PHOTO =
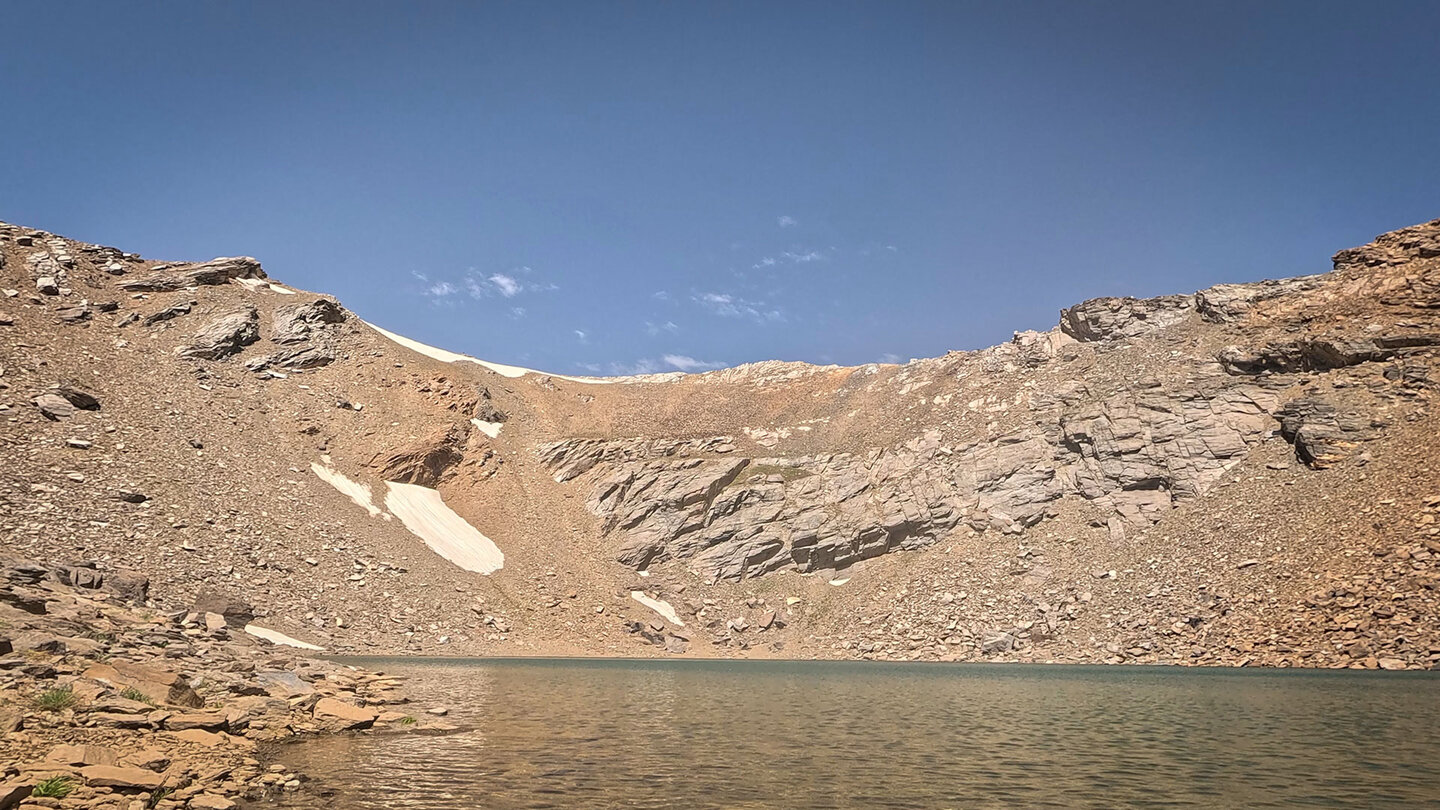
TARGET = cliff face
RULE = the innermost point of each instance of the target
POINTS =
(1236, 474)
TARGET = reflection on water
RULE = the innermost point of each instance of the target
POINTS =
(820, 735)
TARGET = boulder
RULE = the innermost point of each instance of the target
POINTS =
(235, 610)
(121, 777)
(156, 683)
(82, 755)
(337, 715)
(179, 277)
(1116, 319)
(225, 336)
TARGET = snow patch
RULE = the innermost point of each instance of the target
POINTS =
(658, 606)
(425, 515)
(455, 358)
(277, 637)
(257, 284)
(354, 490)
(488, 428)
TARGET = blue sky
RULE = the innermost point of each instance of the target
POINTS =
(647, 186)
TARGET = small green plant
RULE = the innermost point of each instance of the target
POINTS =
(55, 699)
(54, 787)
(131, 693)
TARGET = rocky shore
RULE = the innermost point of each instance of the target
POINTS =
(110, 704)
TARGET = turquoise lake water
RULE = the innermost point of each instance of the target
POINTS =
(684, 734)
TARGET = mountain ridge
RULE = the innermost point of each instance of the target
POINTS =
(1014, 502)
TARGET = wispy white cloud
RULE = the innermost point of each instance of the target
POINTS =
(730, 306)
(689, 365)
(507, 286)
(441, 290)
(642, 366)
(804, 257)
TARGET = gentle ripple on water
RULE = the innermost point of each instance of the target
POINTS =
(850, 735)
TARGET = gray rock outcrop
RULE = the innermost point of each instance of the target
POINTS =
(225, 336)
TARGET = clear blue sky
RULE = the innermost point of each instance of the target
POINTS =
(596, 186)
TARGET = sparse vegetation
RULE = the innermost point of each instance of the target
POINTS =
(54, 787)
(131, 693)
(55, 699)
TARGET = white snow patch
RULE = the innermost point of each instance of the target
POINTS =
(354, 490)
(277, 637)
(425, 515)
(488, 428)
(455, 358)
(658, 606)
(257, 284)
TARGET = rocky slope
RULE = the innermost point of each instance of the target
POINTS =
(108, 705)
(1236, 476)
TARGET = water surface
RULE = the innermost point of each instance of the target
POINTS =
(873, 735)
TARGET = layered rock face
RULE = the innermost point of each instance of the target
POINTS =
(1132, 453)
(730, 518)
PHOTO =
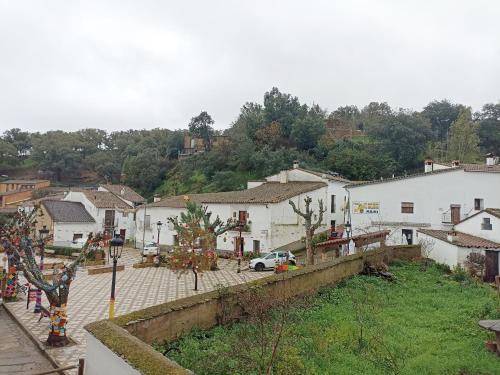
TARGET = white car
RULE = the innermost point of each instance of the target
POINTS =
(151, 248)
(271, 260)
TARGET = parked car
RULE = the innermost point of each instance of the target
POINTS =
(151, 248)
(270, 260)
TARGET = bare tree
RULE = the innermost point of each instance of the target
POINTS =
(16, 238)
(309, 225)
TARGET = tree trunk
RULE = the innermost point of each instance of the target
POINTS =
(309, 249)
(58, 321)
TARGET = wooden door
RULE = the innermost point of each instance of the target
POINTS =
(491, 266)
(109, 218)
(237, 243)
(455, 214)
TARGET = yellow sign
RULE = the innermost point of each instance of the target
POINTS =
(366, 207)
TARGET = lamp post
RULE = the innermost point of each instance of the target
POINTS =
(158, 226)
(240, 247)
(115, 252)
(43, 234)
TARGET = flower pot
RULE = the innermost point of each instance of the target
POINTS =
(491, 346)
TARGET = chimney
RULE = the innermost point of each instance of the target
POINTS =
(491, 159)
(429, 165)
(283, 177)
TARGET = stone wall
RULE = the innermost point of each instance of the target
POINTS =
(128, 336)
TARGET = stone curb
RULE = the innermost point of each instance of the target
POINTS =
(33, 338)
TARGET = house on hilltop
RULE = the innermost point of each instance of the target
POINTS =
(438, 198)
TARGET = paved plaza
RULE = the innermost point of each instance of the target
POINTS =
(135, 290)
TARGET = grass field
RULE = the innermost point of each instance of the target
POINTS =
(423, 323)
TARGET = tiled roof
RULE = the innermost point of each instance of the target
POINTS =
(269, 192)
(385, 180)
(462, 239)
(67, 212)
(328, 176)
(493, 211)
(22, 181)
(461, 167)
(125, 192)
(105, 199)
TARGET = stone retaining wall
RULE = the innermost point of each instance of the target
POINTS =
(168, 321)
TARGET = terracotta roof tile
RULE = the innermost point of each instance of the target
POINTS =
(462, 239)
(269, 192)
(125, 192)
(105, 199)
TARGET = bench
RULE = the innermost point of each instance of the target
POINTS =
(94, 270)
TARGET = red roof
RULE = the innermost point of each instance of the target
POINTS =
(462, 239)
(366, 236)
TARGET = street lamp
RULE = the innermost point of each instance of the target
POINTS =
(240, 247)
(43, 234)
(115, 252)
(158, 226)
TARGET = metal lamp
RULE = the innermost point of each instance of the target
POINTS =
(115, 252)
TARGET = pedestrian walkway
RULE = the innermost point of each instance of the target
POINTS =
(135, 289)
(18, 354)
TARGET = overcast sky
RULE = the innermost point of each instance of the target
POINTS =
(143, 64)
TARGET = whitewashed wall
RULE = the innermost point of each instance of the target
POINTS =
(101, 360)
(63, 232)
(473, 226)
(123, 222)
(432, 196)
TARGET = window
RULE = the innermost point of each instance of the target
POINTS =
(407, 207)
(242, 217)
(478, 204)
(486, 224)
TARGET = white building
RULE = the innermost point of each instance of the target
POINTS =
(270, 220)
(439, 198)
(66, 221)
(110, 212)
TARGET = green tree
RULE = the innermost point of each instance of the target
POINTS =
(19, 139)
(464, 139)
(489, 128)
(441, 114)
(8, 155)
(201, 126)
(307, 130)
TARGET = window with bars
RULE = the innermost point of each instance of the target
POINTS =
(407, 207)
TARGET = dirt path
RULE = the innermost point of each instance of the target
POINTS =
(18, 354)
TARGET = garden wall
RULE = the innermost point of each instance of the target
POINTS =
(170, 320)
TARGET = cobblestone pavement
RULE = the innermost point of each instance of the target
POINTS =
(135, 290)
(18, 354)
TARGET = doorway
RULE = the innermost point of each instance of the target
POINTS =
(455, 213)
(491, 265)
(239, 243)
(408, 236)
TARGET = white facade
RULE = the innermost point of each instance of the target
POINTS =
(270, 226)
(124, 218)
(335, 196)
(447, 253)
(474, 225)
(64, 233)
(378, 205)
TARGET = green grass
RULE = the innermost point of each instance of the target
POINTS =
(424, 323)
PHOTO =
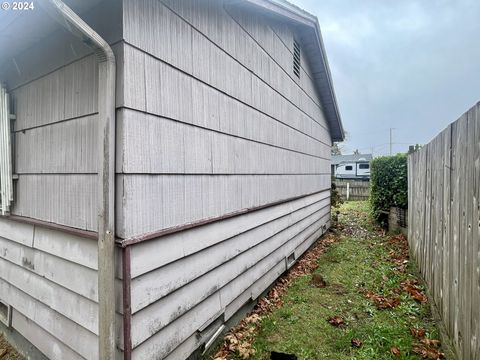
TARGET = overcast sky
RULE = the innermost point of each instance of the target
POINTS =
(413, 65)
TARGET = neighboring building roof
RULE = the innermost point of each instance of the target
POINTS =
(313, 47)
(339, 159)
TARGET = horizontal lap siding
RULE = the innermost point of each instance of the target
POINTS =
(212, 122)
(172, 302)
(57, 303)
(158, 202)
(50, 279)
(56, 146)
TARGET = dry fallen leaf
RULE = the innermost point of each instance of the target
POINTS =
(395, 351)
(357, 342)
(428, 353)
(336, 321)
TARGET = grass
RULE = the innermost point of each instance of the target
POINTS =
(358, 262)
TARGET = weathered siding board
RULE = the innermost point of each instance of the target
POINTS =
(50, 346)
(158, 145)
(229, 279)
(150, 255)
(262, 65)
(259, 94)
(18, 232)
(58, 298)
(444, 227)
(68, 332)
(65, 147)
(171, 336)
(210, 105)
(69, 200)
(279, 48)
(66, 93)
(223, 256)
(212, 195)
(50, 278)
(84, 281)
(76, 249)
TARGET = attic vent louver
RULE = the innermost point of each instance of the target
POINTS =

^^^^

Instructions to follow:
Copy all of the records above word for word, but leave out the pictures.

Exercise answer:
PHOTO =
TARGET = cliff face
RULE = the innermost point of each instance of the target
POINTS =
(1236, 474)
TARGET = reflection on water
RULE = the innermost point of each instance of the target
POINTS =
(820, 735)
TARGET = boulder
RULE = the innermost point of each instance of the target
POINTS =
(235, 610)
(121, 777)
(156, 683)
(82, 755)
(337, 715)
(179, 277)
(1116, 319)
(225, 336)
TARGET = snow patch
RULE = the innermost point of each instance of the target
POINTS =
(658, 606)
(425, 515)
(455, 358)
(277, 637)
(257, 284)
(354, 490)
(488, 428)
TARGET = blue sky
RULE = the innermost point of each instance of the target
POINTS =
(647, 186)
TARGET = small green plant
RULE = the innermost point of each instance of the target
POINTS =
(55, 699)
(54, 787)
(131, 693)
TARGET = rocky shore
RULE = the innermost point of each instance of the target
POINTS =
(110, 704)
TARGET = turquoise lake water
RULE = the innermost point of each instance of the target
POINTS =
(684, 734)
TARGET = mountain ridge
RULE = the innermost point of each instance of the target
POINTS =
(1014, 502)
TARGET = wispy white cloud
RULE = the innermost point of each instance of the target
POINTS =
(730, 306)
(689, 365)
(507, 286)
(441, 290)
(642, 366)
(804, 257)
TARGET = gentle ripple on water
RULE = the innermost point of each instance of the target
POINTS =
(850, 735)
TARGET = gray rock outcrop
RULE = the innermost point of each instance of the target
POINTS =
(225, 336)
TARGET = clear blue sky
RULE = the innermost point of each instance of the target
POINTS =
(596, 186)
TARGET = sparse vegetation
RULE = the innermost point of each instance of the target
POINTS =
(54, 787)
(131, 693)
(55, 699)
TARGET = white snow patch
RULE = the innermost point of each instance of the target
POINTS =
(354, 490)
(277, 637)
(425, 515)
(488, 428)
(455, 358)
(658, 606)
(257, 284)
TARGET = rocky slope
RULE = the innermost point of each instance of the target
POINTS =
(108, 705)
(1236, 476)
TARGET = water surface
RULE = the innermost point of each instance of the target
POINTS =
(873, 735)
TARGET = layered rock face
RULE = the innermost point of each instance of the target
POINTS =
(1132, 453)
(730, 518)
PHOTO =
TARGET = white car
RULE = the innermost point of each instance of the target
POINTS =
(151, 248)
(271, 260)
TARGET = parked car
RULE = the innermost point of each instance of the target
POINTS =
(151, 248)
(270, 260)
TARGET = bare tree
RULE = the innermost point of each instance of the target
POINTS =
(16, 238)
(309, 225)
TARGET = tree trunk
RULE = the innermost point of each instance of the target
POINTS =
(309, 249)
(58, 321)
TARGET = wooden door
RULE = the innermost point of each instance of the target
POINTS =
(491, 266)
(109, 218)
(237, 243)
(455, 214)
TARGET = yellow sign
RULE = the innermost point of each instance of the target
POINTS =
(366, 207)
TARGET = lamp post
RULE = the innermost point of each instance of the target
POINTS =
(158, 226)
(240, 247)
(115, 252)
(43, 234)
TARGET = flower pot
RULE = the innermost point of each instance of the target
POINTS =
(491, 346)
TARGET = chimney
RULE = the innermost point of each instance of the target
POINTS =
(491, 159)
(429, 165)
(283, 177)
TARGET = stone wall
RULE = the innermost point of each instance of the target
POINTS =
(128, 336)
TARGET = stone curb
RULE = the innermost point of each instance of the target
POINTS =
(33, 338)
TARGET = house on hilltop
RULE = the innermost point of each instance of the target
POINTS =
(438, 198)
TARGET = paved plaza
RULE = the innermost point of each instance of the target
POINTS =
(135, 290)
TARGET = grass field
RULE = the innermost point of each instance of the target
POINTS =
(423, 323)
TARGET = tiled roof
RULE = the innermost point of each instance of the target
POINTS =
(269, 192)
(385, 180)
(462, 239)
(67, 212)
(328, 176)
(493, 211)
(22, 181)
(461, 167)
(125, 192)
(105, 199)
TARGET = stone retaining wall
RULE = the innermost point of each instance of the target
POINTS =
(168, 321)
TARGET = terracotta roof tile
RULE = the innermost point of each instance of the target
POINTS =
(462, 239)
(269, 192)
(125, 192)
(105, 199)
TARGET = bench
RULE = the innermost point of each instance of the target
POINTS =
(94, 270)
TARGET = red roof
RULE = the innermost point of each instance of the target
POINTS =
(462, 239)
(366, 236)
TARGET = street lamp
RULE = the innermost point of each instance of the target
POINTS =
(240, 247)
(43, 234)
(115, 252)
(158, 226)
TARGET = metal lamp
RULE = the innermost point of each instance of the target
POINTS =
(115, 252)
TARGET = pedestrian walkway
RULE = the innermost point of each instance of the target
POINTS =
(135, 289)
(18, 354)
TARGET = overcast sky
RULE = the innermost point of each instance of the target
POINTS =
(143, 64)
TARGET = whitewashed wall
RULE = the innermost point of each instance of the target
POINTS =
(101, 360)
(63, 232)
(473, 226)
(123, 222)
(432, 196)
TARGET = window
RULE = the innermost point of each instance of the target
POINTS =
(407, 207)
(242, 217)
(478, 204)
(486, 224)
TARGET = white building
RULE = the innermost point of each instance of the target
POINTS =
(270, 220)
(439, 198)
(66, 221)
(110, 212)
TARGET = green tree
RULE = the innermost point of each instance of the target
POINTS =
(19, 139)
(464, 139)
(489, 128)
(441, 114)
(8, 155)
(201, 126)
(307, 130)
TARGET = window with bars
RULE = the innermost point of each instance of the target
POINTS =
(407, 207)
TARGET = dirt path
RULE = the innermost point of each instance of the target
POINTS =
(18, 354)
TARGET = garden wall
RULE = the innermost point of each instance of the target
POINTS =
(170, 320)
TARGET = cobblestone pavement
RULE = the innermost point of each instance of the target
POINTS =
(135, 290)
(18, 354)
TARGET = doorway
RULE = the innermost point of each instance of the target
POINTS =
(455, 213)
(491, 265)
(239, 243)
(408, 236)
TARGET = white facade
RULE = the innermost point of each instance of the target
POINTS =
(270, 226)
(124, 218)
(335, 196)
(447, 253)
(474, 225)
(64, 233)
(378, 205)
TARGET = green grass
RULE = the innermost point of each instance of the target
POINTS =
(424, 323)
PHOTO =
TARGET = overcast sky
RULE = the innermost point of each instance of the target
POINTS =
(413, 65)
TARGET = neighboring building roof
RULE = the innermost point of each instance of the target
POINTS =
(313, 47)
(339, 159)
TARGET = horizontal lap siding
RULE = the innermost point of each instance of the target
POINTS =
(212, 122)
(172, 302)
(57, 303)
(158, 202)
(50, 279)
(56, 146)
TARGET = dry fallen leaf
RULE = the innermost point of each instance of the target
POINTS =
(395, 351)
(357, 342)
(428, 353)
(336, 321)
TARGET = grass
RULE = the innermost point of each instance of the target
POINTS =
(358, 262)
TARGET = weathered siding board
RULE = the innermost point of each instance of the target
POINTS =
(50, 346)
(158, 145)
(229, 279)
(150, 255)
(262, 65)
(259, 94)
(18, 232)
(58, 298)
(444, 227)
(68, 332)
(65, 147)
(171, 336)
(210, 105)
(69, 200)
(279, 48)
(66, 93)
(223, 256)
(212, 195)
(50, 278)
(84, 281)
(76, 249)
TARGET = attic vent louver
RULE = the innermost point of each instance of the target
POINTS =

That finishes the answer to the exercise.